13 Haziran 2020

Her şey Tristan o kılıcı saplayınca değişti!

Bin yıl önce, insanların ateş başında biraz heyecan, biraz korkuyla gecenin bitmesini beklerlerken dinledikleri bir masaldan akıllarında kalan bir imge, bin yıl sonra Berrak Hanım’ın İstanbul’da Youtube kanalındaki söyleşisinde baş gösterebiliyor

Berrak Tüzünataç, "evliliğe sıcak bakmadığını" açıkladı.

Erkek arkadaşı bu bakış açısına ne der, ne düşünür elbette bilmiyorum. Magazin basınımızda haber takibi yok, bir telefon açıp sorabilirlerdi oysa.

Biz de öğrenirdik, delikanlı sevinçten havalara mı uçmuş, kahrolup kendisini şişelere mi vurmuş?

Şunu söyleyeyim, Berrak Hanım’ın, izleyebildiğim kadarıyla öyle "laf olsun, magazin sayfaları dolsun" diye konuşacak bir tip olmadığını düşünüyorum. Aklı başında bir genç kadın izlenimi uyandırıyor bende.

Evliliğe bakışını arkadaşlarıyla yaptığı bir Youtube sohbetinde şöyle açıklıyor:

"(Evlilik) bence çok retro, çok romantik bir fikir. Evlilik denince şey gibi geliyor, çocukluğumu anlatan 80’lerdeki dönem dizisi. Çocukluğumu hatırlatan şeyleri seviyorum. Sadece yetişkinliğimde uygulamak zorunda değilim. Evlilik, bir köşede yaşasın gitsin. Heveslisi gitsin evlensin."

Berrak Hanım’ın "romantizm" ile "retro" kelimelerini aynı şeyi tanımlamak için kullanmış olması dikkatimi çekmedi değil.

Ancak bu konuda bir çene yarışına girmeye niyetim yok.

Romantizmin, artık geçmişte kalan bir "şey" olmadığı konusunda sanırım çok taraftar bulabilirim. Berrak Hanım ile eşit şartlarla yürütemeyeceğimiz bir münazaraya girmeyeceğim.

İsviçreli yazar ve düşünür Denis de Rougemont (1906 – 1985) çağdaş batı tipi evliliklerin büyük çoğunluğunun "sevgi" üzerine kurulduğunu yazmıştı.

Anglo Saksonların "romance" diye tanımladıkları duygunun, filmlerde, romanlarda, reklamlarda aşırı kullanımının, insanların evlilik arayışlarında temel saik haline gelmesine yol açtığını düşünüyordu.

"Çağdaş insanlar, hele Amerikalılar, evlilik için romantikliğin dışında bir neden görmemektedirler. İnsanın bir düzine çeşitli nedenle evlendiklerini ya da evlenmesi gerektiğini ve romantikliğin bunlardan sadece biri olduğunu bir an bile düşünmüyorlar" diye yazmıştı.

Kaydedilen girdiler
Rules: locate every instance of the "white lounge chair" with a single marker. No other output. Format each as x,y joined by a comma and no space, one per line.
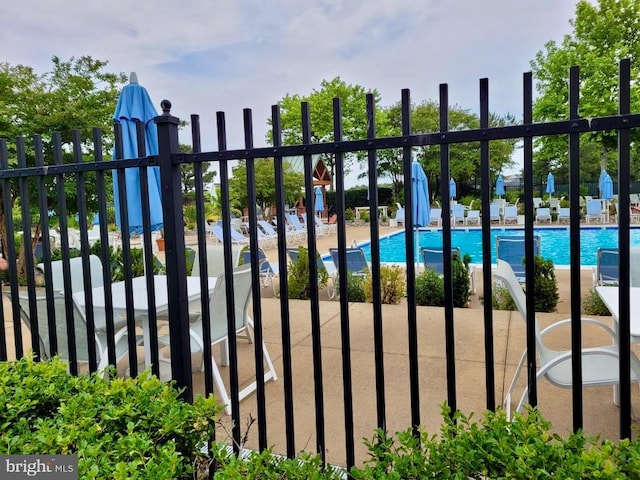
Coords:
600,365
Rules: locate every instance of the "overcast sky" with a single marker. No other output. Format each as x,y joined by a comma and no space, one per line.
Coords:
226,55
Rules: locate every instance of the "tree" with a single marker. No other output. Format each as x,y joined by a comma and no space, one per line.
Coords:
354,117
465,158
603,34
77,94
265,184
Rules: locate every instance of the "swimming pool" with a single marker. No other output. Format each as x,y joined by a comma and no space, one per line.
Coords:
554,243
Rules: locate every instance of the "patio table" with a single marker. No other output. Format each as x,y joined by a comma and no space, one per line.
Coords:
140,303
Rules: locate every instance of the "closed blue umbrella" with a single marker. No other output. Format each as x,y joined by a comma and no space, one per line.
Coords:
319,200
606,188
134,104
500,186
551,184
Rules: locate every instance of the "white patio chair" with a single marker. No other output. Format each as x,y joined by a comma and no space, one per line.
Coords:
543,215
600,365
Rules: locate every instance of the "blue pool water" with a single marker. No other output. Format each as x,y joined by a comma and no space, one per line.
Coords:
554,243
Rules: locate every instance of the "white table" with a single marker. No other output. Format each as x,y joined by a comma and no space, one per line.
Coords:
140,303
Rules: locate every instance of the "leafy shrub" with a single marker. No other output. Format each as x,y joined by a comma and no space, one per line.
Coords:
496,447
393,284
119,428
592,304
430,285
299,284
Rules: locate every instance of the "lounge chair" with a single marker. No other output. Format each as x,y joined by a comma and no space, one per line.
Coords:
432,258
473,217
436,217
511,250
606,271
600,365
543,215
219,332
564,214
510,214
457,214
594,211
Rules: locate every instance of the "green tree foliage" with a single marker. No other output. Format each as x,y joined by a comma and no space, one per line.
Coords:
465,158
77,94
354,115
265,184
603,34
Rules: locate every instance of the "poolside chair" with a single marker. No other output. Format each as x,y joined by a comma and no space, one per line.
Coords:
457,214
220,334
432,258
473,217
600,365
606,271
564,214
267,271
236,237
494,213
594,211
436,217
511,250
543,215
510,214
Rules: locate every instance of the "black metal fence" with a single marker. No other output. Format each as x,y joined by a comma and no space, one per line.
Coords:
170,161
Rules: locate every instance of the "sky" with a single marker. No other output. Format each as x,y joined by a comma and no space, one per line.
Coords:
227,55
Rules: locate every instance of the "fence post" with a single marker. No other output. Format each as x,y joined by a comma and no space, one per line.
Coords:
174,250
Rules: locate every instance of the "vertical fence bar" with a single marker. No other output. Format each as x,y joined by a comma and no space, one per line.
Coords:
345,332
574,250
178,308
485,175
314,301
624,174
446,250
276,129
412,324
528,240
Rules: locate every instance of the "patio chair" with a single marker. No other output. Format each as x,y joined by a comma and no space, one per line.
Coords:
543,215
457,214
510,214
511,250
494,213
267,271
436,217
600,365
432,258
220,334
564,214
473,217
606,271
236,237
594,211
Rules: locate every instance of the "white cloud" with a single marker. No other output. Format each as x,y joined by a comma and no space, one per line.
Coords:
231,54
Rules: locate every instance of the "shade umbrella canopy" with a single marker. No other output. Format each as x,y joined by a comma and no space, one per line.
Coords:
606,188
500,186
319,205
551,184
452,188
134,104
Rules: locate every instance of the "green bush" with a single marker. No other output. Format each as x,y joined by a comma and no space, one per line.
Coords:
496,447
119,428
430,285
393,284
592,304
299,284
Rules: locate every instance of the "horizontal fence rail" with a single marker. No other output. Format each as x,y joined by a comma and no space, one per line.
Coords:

▶ _Problem_:
Şu soruları metne göre yanıtlayın:
1. Berrak Tüzünataç evlilik konusunda ne açıkladı?
2. Berrak Tüzünataç evliliğe bakışını hangi ortamda anlatıyor?
3. Denis de Rougemont'a göre çağdaş batı tipi evliliklerin büyük çoğunluğu neyin üzerine kurulmuştur?
Yalnızca metinde yazanlardan yararlanın.

▶ _Yanıt_:
1. Evliliğe sıcak bakmadığını açıkladı.
2. Arkadaşlarıyla yaptığı bir Youtube sohbetinde anlatıyor.
3. "Sevgi" üzerine kurulmuştur.